◆ Постановка задачи 1
Скопируйте дословно часть воспоминаний о Гаврилине: начните со слов «Наташа Гаврилина и» и остановитесь после слов «общественного сознания.».
◆ Постановка задачи 2
Продолжите воспоминания о Гаврилине, начиная сразу после последнего приведённого предложения.

◆ Фрагмент документа
Коваль Р.
Родной столь многим, столь разным…
/ Р. Коваль // «Этот удивительный Гаврилин…» : [сборник]. – СПб., 2008. – С. 410-417.
|
Коваль Р.
Родной столь многим, столь разным…
/ Р. Коваль // «Этот удивительный Гаврилин…» : [сборник]. – СПб., 2008. – С. 410-417.
...Прошли пять лет нашей жизни в
Америке. В конце января 1999 года, как гром среди ясного неба,
обрушилось известие – Валерий умер. Да как же это? Ведь он на десять лет
моложе нас! Умер дорогой человек, мироздание изменилось, обеднело.
Наташа Гаврилина и Яша Бутовский присылали нам статьи, посвященные
памяти Валерия, книги, выходившие одна за другой, компакт-диски... С
чувством боли и нового пристального внимания мы вслушивались в музыку
Гаврилина, вчитывались в книги «О музыке и не только...», «Этот
удивительный Гаврилин...», «Слушая сердцем...», в статьи Татьяны
Дмитриевны Томашевской, Виктора Максимова, Альбины Шульгиной, Юрия
Белова, Александра Тевосяна, Андрея Золотова и многих-многих других.
Если раньше мы видели Валеру в бытовом общении, изнутри нашего
дружеского круга, то теперь он предстал перед нами в полном своем
масштабе, как важное явление русской музыкальной культуры и
общественного сознания.

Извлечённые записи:
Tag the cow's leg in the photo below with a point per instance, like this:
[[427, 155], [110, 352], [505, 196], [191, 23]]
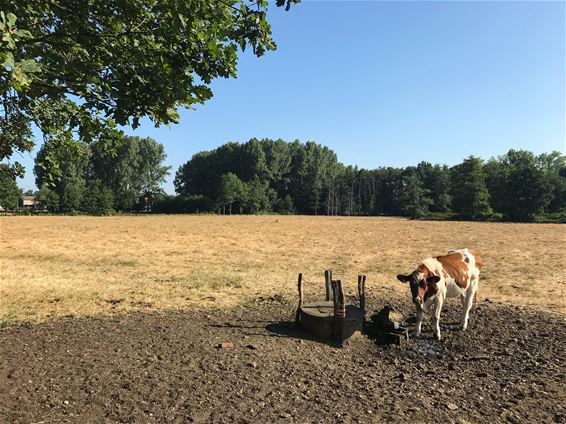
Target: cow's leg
[[420, 315], [436, 316], [468, 302]]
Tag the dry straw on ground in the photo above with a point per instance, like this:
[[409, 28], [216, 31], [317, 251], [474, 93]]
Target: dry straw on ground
[[57, 266]]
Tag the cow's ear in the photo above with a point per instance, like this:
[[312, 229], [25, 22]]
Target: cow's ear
[[403, 278], [433, 279]]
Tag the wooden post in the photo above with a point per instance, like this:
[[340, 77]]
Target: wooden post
[[327, 283], [362, 295], [300, 287], [339, 312]]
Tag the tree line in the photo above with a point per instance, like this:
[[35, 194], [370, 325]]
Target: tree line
[[263, 176], [90, 179], [276, 176]]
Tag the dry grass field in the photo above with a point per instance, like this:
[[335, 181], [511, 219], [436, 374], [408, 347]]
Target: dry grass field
[[60, 266]]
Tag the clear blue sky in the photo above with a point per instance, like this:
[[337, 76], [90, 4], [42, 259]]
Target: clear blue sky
[[391, 84]]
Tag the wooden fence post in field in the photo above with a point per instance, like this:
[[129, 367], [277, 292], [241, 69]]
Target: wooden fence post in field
[[339, 312], [328, 283], [300, 287], [362, 295]]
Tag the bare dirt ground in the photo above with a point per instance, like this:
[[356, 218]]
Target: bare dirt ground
[[144, 368], [118, 320]]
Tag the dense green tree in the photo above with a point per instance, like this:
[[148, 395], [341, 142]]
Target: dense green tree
[[70, 185], [436, 179], [414, 197], [97, 199], [133, 172], [10, 193], [81, 67], [257, 197], [553, 168], [231, 190], [469, 190], [527, 192], [47, 199]]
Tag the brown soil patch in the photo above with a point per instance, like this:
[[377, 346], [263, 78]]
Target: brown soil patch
[[157, 368]]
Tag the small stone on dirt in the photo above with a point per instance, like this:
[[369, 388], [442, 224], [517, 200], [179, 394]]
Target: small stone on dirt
[[225, 345]]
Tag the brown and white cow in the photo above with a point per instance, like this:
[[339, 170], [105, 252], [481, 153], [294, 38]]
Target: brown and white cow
[[435, 279]]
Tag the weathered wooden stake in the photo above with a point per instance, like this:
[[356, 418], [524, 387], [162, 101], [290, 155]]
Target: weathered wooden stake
[[328, 283], [362, 296], [300, 287], [339, 312]]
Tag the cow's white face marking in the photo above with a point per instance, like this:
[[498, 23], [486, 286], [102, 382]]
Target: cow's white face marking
[[445, 284]]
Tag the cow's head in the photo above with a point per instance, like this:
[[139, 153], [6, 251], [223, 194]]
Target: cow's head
[[423, 285]]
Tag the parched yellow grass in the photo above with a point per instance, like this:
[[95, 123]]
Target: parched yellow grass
[[57, 266]]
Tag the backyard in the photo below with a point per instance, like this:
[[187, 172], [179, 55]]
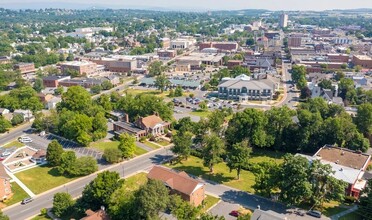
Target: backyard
[[42, 178]]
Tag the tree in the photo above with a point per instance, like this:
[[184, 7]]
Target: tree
[[161, 82], [182, 144], [17, 119], [68, 159], [238, 156], [112, 155], [4, 124], [54, 153], [98, 192], [62, 204], [96, 89], [213, 149], [156, 68], [127, 145], [153, 197], [38, 85]]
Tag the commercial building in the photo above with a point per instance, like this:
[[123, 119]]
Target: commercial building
[[362, 60], [25, 68], [84, 68], [283, 20], [221, 46], [190, 189], [348, 166], [243, 88]]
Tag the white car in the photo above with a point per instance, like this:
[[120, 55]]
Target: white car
[[25, 140]]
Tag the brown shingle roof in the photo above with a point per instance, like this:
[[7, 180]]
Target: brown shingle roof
[[344, 157], [151, 121], [180, 182]]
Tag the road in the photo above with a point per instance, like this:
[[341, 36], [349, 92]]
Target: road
[[75, 188]]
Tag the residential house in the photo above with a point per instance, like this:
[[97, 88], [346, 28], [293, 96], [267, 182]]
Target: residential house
[[5, 187], [348, 166], [190, 189]]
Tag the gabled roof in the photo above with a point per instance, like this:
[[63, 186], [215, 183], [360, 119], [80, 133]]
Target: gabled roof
[[180, 182]]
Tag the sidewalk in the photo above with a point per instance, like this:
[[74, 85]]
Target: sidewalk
[[339, 215]]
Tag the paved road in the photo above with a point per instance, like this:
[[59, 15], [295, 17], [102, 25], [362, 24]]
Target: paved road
[[21, 212]]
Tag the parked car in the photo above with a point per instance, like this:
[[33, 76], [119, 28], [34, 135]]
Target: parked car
[[24, 139], [27, 200], [314, 213], [234, 213]]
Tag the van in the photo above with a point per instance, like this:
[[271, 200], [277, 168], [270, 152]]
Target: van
[[24, 139]]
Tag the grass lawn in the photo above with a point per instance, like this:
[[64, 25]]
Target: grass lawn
[[18, 194], [152, 145], [101, 146], [202, 114], [351, 216], [42, 178], [222, 173], [14, 144], [208, 202]]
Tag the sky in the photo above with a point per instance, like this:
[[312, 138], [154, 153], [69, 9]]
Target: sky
[[196, 4]]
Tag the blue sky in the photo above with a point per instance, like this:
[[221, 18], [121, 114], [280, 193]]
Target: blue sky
[[203, 4]]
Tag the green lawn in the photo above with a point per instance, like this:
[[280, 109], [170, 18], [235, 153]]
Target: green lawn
[[152, 145], [42, 178], [222, 173], [18, 195], [208, 202], [101, 146], [14, 144], [351, 216], [202, 114]]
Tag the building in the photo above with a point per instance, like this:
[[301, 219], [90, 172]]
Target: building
[[221, 46], [283, 22], [242, 88], [142, 127], [348, 166], [362, 60], [190, 189], [119, 65], [5, 187], [25, 68], [85, 68], [53, 81]]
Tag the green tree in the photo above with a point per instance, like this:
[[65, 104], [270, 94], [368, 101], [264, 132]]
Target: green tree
[[182, 144], [4, 124], [153, 197], [127, 145], [17, 119], [38, 85], [98, 192], [54, 153], [238, 157], [161, 82], [112, 155], [213, 149], [62, 204]]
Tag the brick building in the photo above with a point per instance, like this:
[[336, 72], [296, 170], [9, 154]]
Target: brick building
[[190, 190], [25, 68]]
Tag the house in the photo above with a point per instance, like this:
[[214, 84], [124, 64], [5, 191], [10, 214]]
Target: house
[[259, 214], [98, 215], [190, 190], [142, 127], [5, 187], [39, 157], [348, 166]]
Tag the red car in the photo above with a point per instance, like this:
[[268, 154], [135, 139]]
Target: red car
[[234, 213]]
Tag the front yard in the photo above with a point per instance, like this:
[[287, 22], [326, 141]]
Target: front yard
[[42, 178]]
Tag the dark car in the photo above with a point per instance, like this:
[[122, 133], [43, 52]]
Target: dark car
[[314, 213], [27, 200]]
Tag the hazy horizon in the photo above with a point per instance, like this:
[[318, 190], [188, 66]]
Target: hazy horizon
[[287, 5]]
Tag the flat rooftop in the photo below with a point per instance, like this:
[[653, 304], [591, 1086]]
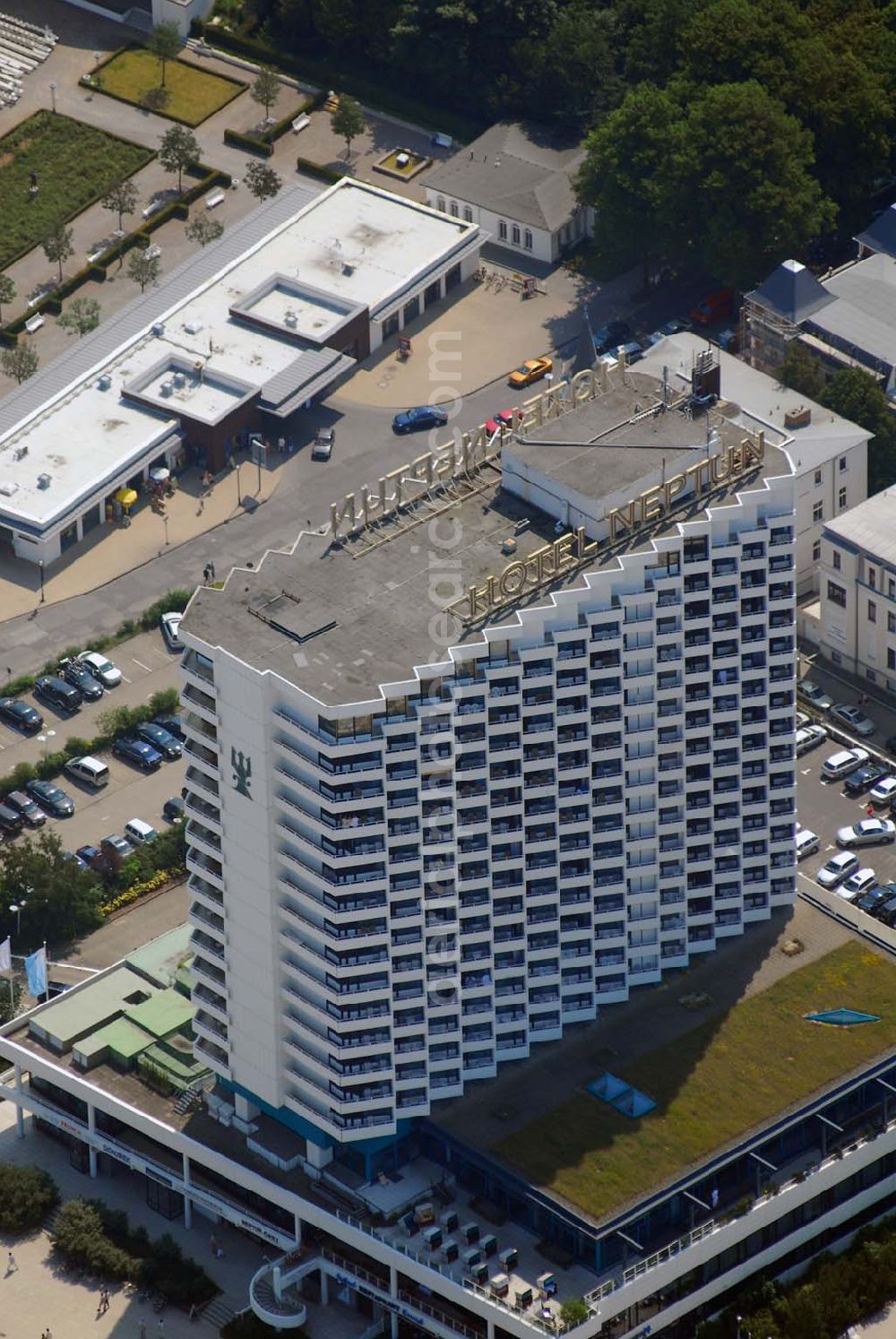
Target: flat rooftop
[[340, 620], [719, 1070], [73, 428]]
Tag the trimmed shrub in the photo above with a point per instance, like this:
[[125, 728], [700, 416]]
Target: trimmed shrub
[[252, 143], [27, 1197]]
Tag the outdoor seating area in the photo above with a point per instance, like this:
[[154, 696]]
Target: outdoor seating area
[[23, 48]]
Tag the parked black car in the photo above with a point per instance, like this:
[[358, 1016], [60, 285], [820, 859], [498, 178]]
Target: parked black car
[[58, 693], [22, 715], [864, 778], [51, 799], [73, 672]]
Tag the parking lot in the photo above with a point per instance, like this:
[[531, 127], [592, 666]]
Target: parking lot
[[824, 807], [146, 669]]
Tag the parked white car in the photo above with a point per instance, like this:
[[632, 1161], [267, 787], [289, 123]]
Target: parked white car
[[840, 867], [884, 791], [868, 832], [100, 669]]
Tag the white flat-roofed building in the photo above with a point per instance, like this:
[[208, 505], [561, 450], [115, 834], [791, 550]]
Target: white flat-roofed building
[[830, 453], [238, 338], [857, 624], [427, 831]]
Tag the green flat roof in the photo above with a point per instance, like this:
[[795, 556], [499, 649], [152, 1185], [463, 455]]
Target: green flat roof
[[83, 1010], [122, 1038], [712, 1084], [162, 1014], [162, 956]]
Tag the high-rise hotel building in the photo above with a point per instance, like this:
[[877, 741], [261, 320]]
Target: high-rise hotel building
[[513, 737]]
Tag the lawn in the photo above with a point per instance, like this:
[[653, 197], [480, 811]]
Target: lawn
[[194, 92], [73, 164], [712, 1084]]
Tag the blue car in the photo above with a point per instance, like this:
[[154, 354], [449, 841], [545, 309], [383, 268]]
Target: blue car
[[138, 753], [421, 417]]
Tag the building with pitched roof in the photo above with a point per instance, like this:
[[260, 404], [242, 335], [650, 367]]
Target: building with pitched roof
[[516, 181]]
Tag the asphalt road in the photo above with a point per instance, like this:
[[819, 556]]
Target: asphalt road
[[824, 807]]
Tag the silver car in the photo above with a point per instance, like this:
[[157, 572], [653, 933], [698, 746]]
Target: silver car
[[868, 832]]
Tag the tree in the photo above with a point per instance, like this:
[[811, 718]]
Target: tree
[[142, 268], [723, 171], [58, 246], [121, 198], [263, 181], [203, 229], [347, 121], [21, 362], [156, 99], [7, 292], [62, 900], [178, 149], [165, 43], [803, 371], [82, 316], [27, 1196], [265, 90]]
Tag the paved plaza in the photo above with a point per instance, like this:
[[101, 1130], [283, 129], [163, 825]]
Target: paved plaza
[[38, 1293]]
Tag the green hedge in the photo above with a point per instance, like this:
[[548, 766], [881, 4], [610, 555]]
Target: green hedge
[[252, 143], [97, 271], [325, 73], [319, 170]]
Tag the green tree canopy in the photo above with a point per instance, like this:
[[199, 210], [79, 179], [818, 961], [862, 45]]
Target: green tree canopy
[[722, 170]]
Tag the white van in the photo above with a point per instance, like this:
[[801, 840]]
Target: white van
[[138, 834], [91, 772], [840, 765]]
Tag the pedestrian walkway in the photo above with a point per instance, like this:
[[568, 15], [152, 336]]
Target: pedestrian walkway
[[38, 1293]]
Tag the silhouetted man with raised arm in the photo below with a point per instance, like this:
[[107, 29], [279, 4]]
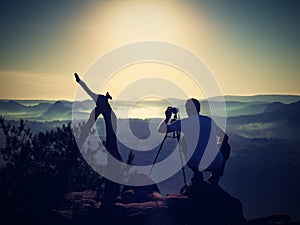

◆ Текст ответа 1
Наташа Гаврилина и Яша Бутовский присылали нам статьи, посвященные
памяти Валерия, книги, выходившие одна за другой, компакт-диски... С
чувством боли и нового пристального внимания мы вслушивались в музыку
Гаврилина, вчитывались в книги «О музыке и не только...», «Этот
удивительный Гаврилин...», «Слушая сердцем...», в статьи Татьяны
Дмитриевны Томашевской, Виктора Максимова, Альбины Шульгиной, Юрия
Белова, Александра Тевосяна, Андрея Золотова и многих-многих других.
Если раньше мы видели Валеру в бытовом общении, изнутри нашего
дружеского круга, то теперь он предстал перед нами в полном своем
масштабе, как важное явление русской музыкальной культуры и
общественного сознания.

◆ Текст ответа 2
Самые главные новые «открытия» Валерия как человека и музыканта у меня
оказались связаны с его летучим, на отдельных листочках, дневником. Мы
многое знали – как умен, остроумен, любознателен, как тонко чувствует,
как сострадателен, но тут все это предстало в разительной прямоте и
силе. И еще – как литературно одарен. Нет, не стихи поразили, а
подслушанные на улице диалоги, воспоминания детства (потряс не фрагмент,
а законченная повесть, уместившаяся в двух абзацах: «Песни ранние, песни
райские»). Не могу скрыть, что некоторые желчные шутки Валерия глубоко
огорчили меня. Я думала: лучше бы Валерий не писал этого, не играл так
словами («ребе-владельческое общество, ребе-торговец», «Секретарь
Мойшенистка» и т. п.). Жаль, но тут уж ничего не поделаешь. Не
исключено, что кто-то именно за эти «шуточки» будет особенно ценить
Гаврилина, ухватится за них, не заметив другого: «Я националист – я
люблю все нации». Ухватятся те, кто свою истерику и ущербность обряжают
в какую-то, ну, совершенно исключительную любовь к отечеству, которое, в
свою очередь, совершенно, совершенно особенное. Все – особенные, в этом
и интерес. (Бросается в глаза, что люди, впавшие в состояние такой
душевной горячки, забывают следовать программе ежедневного будничного
патриотизма, жестко сформулированной умным русским человеком: «Не
пакости – здесь на самом деле употреблен гораздо более точный и грубый,
неотразимый глагол, – в парадной, почини забор»).
Все-таки я постараюсь преодолеть это новое знание о Валерии и вернуться
в простоту нашего тогдашнего общения, когда мы были друг для друга Саша,
Валера, Яша, Наташа и Наташа, Роза.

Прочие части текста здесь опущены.